WHAT YOU NEED TO DO - Transcribe the post titled "The Grace That Holds What We Cannot" word for word, from its date line to its final sentence.

EXTRACT TO READ -
· · · · ·
Thursday, October 16, 2025

The Grace That Holds What We Cannot

Life doesn’t always unfold the way we plan it.

When I think back to the early years with Tim, we had so many dreams — trips we wanted to take, little goals we scribbled down, ordinary hopes of growing older together with laughter tucked into the corners of our days. None of those dreams included PNES. None of them included depression so heavy it sometimes steals the man I love right out from under me. None of them included the battles with insurance, the endless appointments, or the kind of weariness that becomes part of your bones.

Yet here we are. And somehow, here I am — still standing, still fighting, still trying to hold hope when it feels thin in my hands.

Being a caregiver to someone with PNES is a road I never expected to walk. It’s unpredictable, exhausting, and often isolating. The seizures come like storms, uninvited and unrelenting. His depression hangs heavy in the air, coloring even the brightest days with gray. On top of that, there’s work — the unkind words, the people who tear down instead of building up, the constant pressure that leaves me drained before I even step through the door of our home. And then the home itself — bills, meals, laundry, responsibilities stacked high, waiting for me to shoulder them alone.
· · · · ·
EXTRACTED RECORDS -
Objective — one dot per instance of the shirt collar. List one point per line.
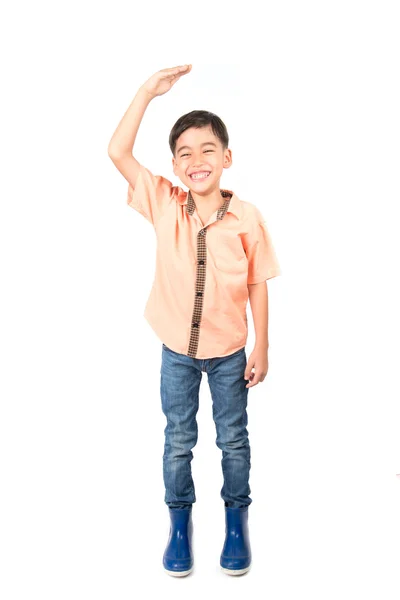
(231, 203)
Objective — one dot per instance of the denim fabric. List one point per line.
(179, 386)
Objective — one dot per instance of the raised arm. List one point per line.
(122, 142)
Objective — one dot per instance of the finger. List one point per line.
(178, 69)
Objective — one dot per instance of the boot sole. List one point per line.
(235, 571)
(178, 573)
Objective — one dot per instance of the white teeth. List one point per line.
(199, 176)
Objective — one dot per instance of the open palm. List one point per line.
(162, 81)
· · · · ·
CORRECT RESPONSE -
Thursday, October 16, 2025

The Grace That Holds What We Cannot

Life doesn’t always unfold the way we plan it.

When I think back to the early years with Tim, we had so many dreams — trips we wanted to take, little goals we scribbled down, ordinary hopes of growing older together with laughter tucked into the corners of our days. None of those dreams included PNES. None of them included depression so heavy it sometimes steals the man I love right out from under me. None of them included the battles with insurance, the endless appointments, or the kind of weariness that becomes part of your bones.

Yet here we are. And somehow, here I am — still standing, still fighting, still trying to hold hope when it feels thin in my hands.

Being a caregiver to someone with PNES is a road I never expected to walk. It’s unpredictable, exhausting, and often isolating. The seizures come like storms, uninvited and unrelenting. His depression hangs heavy in the air, coloring even the brightest days with gray. On top of that, there’s work — the unkind words, the people who tear down instead of building up, the constant pressure that leaves me drained before I even step through the door of our home. And then the home itself — bills, meals, laundry, responsibilities stacked high, waiting for me to shoulder them alone.